◆ GIVEN INSTRUCTION
Return every one of the entries below word for word, with nothing changed.

------------------------------

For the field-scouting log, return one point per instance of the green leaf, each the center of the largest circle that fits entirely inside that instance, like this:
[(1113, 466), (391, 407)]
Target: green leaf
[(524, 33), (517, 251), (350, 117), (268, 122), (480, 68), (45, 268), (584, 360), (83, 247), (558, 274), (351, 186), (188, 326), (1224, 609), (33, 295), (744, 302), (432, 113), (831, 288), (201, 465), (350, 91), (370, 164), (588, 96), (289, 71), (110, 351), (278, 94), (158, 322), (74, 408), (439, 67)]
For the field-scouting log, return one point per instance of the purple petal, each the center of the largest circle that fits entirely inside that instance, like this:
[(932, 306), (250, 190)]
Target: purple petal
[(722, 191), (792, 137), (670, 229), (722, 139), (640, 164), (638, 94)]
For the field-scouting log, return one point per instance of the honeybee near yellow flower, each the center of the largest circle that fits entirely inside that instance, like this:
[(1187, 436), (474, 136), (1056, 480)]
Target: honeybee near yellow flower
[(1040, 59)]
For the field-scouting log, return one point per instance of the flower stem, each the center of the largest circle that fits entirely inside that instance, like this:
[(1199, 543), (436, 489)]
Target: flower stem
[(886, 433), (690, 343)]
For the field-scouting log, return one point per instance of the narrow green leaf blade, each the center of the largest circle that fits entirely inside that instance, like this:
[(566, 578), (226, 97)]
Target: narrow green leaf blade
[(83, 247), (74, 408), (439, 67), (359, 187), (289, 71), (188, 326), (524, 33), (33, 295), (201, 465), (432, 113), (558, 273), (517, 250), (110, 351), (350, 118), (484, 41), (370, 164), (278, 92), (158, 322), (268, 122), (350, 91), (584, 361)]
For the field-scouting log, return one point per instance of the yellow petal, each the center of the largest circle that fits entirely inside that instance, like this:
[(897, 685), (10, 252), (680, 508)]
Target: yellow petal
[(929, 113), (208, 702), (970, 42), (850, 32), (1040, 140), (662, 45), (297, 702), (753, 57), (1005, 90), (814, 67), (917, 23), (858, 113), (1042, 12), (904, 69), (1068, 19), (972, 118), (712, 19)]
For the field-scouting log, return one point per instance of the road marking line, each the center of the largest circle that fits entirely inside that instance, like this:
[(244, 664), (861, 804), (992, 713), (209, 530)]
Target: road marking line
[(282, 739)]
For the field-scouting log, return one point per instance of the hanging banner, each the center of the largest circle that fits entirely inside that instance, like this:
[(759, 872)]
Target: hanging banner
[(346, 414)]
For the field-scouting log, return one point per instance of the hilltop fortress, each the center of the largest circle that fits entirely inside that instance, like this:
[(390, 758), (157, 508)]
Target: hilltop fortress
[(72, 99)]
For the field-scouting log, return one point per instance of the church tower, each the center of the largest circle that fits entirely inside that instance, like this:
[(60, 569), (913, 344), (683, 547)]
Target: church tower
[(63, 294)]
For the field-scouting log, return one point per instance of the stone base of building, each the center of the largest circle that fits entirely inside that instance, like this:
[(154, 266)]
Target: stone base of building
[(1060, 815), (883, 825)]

------------------------------

◆ THE SOLUTION
For the field-scouting log, return one point per instance of the green leaf, each the center of the largest circle that fits entirely inside that instance, like this:
[(1113, 466), (391, 407)]
Target: green leaf
[(524, 33), (517, 251), (350, 117), (268, 122), (480, 68), (45, 268), (584, 360), (83, 247), (558, 274), (351, 186), (188, 326), (1224, 609), (33, 295), (744, 302), (432, 113), (831, 288), (201, 465), (350, 91), (370, 164), (588, 96), (289, 71), (110, 351), (278, 94), (158, 322), (74, 408), (439, 67)]
For the field-scouting log, return one point per instance of the purple petal, each the center of the largest circle that fits entirely inside that instance, like this:
[(932, 306), (250, 190)]
Target: purple petal
[(722, 191), (792, 137), (670, 229), (722, 139), (640, 164), (638, 94)]
For the field-scouting log, return one point per instance of the honeybee near yellow flower, each the center of the largest circle that fits entirely inside that instance, like this:
[(1187, 436), (474, 136), (1056, 480)]
Target: honeybee near yellow flower
[(1040, 59)]
For the field-scouting log, return one point per instance of the flower stem, each the center of the largest circle that fits entirely inside that instance, like this:
[(1199, 543), (436, 489)]
Target: flower stem
[(886, 433), (690, 343)]
For the field-scouting log, return one point per instance of the narrow green leaf blade, each the center of the largest circle that fits entirely inside that instance, like this:
[(566, 578), (226, 97)]
Target: narrow green leaf blade
[(83, 247), (74, 408), (439, 67), (359, 187), (289, 71), (188, 326), (524, 33), (33, 295), (201, 465), (432, 113), (558, 273), (517, 250), (110, 351), (350, 118), (484, 41), (370, 164), (278, 92), (158, 322), (268, 122), (350, 91), (584, 361)]
For the field-scouting log, return one point per instance of the yellow petal, each the center of the largest circle that fits entirely inside that instance, like this:
[(897, 685), (10, 252), (680, 508)]
Target: yellow petal
[(929, 113), (208, 702), (970, 42), (850, 32), (1040, 140), (662, 45), (297, 702), (753, 57), (1005, 90), (814, 67), (917, 23), (858, 113), (1042, 12), (904, 69), (1068, 19), (972, 118), (712, 19)]
For the field-scouting log, return one point per instance of the road marking line, each the center of the largest circle that fits entirely inside that instance, like this:
[(244, 664), (861, 804), (992, 713), (209, 530)]
Target: road marking line
[(282, 739)]
For the field-scouting log, return one point per instance of the hanging banner, each the center of the largest circle that fits entirely inside that instance, like this:
[(759, 872)]
Target: hanging banner
[(346, 414)]
For the field-scouting log, return one point per instance of the hilltop fortress, each the center of the largest circle that fits entirely inside that instance, like this:
[(390, 758), (157, 508)]
Target: hilltop fortress
[(72, 99)]
For the field-scouting log, return one point per instance of the church tower, each the center of the largest circle that fits entirely inside that instance, like this:
[(60, 569), (913, 344), (683, 547)]
Target: church tower
[(63, 294)]
For the field-scouting log, return one point per instance of the stone base of building, each the center of the largest circle that fits entirely inside that instance, like this:
[(154, 266)]
Target: stone base of building
[(1060, 815), (883, 825)]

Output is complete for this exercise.